• _EXERCISE OBJECTIVE_
Find each line in the entries below that contains the word "stone", and copy those lines out in full. Case counts when matching.

• _DATASET CONTENT_
## Begin

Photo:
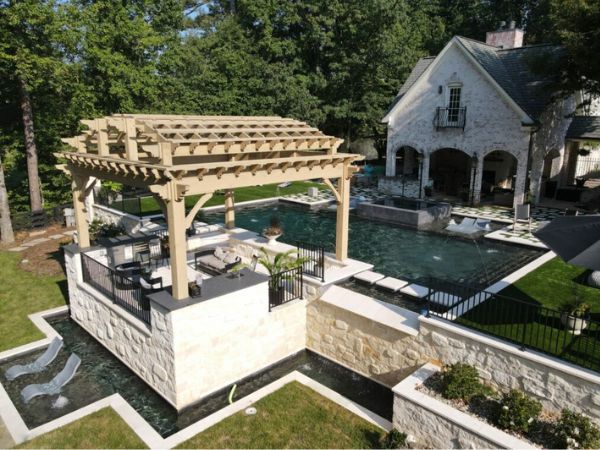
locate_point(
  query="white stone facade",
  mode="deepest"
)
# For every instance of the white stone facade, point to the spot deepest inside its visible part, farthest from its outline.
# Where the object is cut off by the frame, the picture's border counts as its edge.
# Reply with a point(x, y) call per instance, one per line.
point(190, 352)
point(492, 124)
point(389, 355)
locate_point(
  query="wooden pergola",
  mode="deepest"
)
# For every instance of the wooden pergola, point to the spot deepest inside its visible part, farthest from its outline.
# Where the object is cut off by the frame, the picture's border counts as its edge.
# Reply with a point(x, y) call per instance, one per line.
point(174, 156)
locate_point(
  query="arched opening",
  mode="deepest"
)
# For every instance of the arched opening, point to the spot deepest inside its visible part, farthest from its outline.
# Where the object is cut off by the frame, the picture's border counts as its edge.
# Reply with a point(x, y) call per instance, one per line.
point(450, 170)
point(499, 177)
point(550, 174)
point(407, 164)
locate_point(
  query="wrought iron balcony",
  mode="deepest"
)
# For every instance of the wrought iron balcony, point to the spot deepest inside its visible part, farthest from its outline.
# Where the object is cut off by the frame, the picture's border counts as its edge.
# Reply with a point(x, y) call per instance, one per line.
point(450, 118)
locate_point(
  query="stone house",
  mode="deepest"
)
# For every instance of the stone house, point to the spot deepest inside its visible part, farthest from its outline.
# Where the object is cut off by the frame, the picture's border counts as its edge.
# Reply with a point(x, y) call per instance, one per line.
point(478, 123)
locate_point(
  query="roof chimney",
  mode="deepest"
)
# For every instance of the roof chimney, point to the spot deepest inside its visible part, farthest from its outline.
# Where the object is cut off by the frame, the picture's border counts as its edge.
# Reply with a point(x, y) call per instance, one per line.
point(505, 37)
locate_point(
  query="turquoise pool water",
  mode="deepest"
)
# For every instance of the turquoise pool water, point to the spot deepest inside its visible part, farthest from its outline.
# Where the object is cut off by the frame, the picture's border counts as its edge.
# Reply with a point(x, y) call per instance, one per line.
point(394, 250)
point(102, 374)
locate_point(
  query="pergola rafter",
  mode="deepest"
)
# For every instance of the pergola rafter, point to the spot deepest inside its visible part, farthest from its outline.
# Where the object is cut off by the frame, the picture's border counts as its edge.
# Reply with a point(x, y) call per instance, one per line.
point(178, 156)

## End
## Begin

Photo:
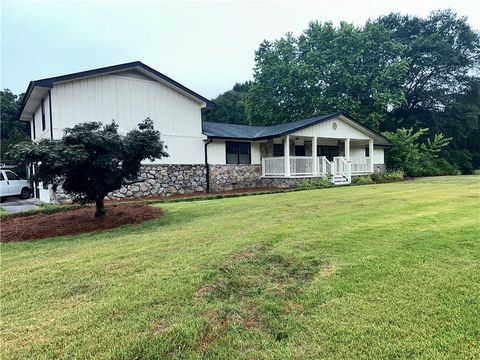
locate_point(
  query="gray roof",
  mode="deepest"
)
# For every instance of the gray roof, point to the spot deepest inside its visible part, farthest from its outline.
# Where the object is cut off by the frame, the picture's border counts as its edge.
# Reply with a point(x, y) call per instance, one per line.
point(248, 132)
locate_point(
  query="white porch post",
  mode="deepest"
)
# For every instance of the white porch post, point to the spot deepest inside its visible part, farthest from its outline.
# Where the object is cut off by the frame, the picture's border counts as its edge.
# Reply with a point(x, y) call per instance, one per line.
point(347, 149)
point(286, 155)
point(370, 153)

## End

• _SOLUTION BELOW_
  query="white stone facade",
# For every instance of the white stone facade, point to the spot deepest inside its visible part, farthest from its outline.
  query="stone house",
# For every instance of the stone house, point to the spot deepest inside its visible part, farthest from its outline.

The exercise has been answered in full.